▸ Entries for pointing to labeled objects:
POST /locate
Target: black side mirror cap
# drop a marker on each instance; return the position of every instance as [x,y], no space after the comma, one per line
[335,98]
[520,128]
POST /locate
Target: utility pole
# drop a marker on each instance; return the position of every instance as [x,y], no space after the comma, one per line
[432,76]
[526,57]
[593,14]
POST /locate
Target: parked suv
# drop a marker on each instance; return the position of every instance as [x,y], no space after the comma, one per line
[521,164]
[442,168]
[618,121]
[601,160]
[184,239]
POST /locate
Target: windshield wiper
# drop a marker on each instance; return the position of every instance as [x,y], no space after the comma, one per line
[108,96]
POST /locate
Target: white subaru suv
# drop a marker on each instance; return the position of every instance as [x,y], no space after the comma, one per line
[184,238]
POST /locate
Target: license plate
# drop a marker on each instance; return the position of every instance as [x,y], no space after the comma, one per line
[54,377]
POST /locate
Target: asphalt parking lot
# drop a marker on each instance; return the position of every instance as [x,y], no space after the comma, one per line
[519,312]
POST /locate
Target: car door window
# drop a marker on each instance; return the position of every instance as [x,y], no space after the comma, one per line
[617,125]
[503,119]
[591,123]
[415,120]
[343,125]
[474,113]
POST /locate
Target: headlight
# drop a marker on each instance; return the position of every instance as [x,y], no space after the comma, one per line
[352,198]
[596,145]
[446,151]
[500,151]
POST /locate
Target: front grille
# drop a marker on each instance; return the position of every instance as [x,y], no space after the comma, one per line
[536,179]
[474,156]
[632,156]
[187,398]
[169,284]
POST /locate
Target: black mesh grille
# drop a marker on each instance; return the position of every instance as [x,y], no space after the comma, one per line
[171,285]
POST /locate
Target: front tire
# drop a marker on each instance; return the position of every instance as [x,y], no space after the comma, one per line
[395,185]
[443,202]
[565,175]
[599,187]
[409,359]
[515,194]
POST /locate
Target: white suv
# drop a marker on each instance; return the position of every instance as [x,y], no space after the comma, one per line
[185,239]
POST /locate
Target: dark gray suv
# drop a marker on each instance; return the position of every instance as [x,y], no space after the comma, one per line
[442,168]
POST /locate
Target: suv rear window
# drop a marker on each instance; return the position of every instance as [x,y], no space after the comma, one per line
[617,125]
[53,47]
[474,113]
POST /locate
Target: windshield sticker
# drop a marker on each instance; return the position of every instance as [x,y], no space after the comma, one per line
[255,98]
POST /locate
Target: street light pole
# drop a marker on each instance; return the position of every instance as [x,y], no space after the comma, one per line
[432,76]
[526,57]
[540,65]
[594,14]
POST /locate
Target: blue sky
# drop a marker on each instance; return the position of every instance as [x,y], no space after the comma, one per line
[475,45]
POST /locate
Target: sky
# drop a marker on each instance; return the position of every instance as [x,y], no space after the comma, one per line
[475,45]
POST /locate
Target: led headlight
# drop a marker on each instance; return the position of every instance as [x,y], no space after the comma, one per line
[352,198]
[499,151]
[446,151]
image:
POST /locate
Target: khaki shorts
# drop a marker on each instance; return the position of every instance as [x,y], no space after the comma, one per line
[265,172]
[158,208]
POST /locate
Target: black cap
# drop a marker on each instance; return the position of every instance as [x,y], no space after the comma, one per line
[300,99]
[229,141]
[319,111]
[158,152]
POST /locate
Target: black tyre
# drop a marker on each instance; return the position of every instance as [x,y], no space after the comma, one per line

▸ Problem description: Locate every line in the entries above that contains the word "black" and copy each such line.

▸ Finished task:
Target: black side mirror cap
Target: black mesh grille
Target: black cap
Target: black tyre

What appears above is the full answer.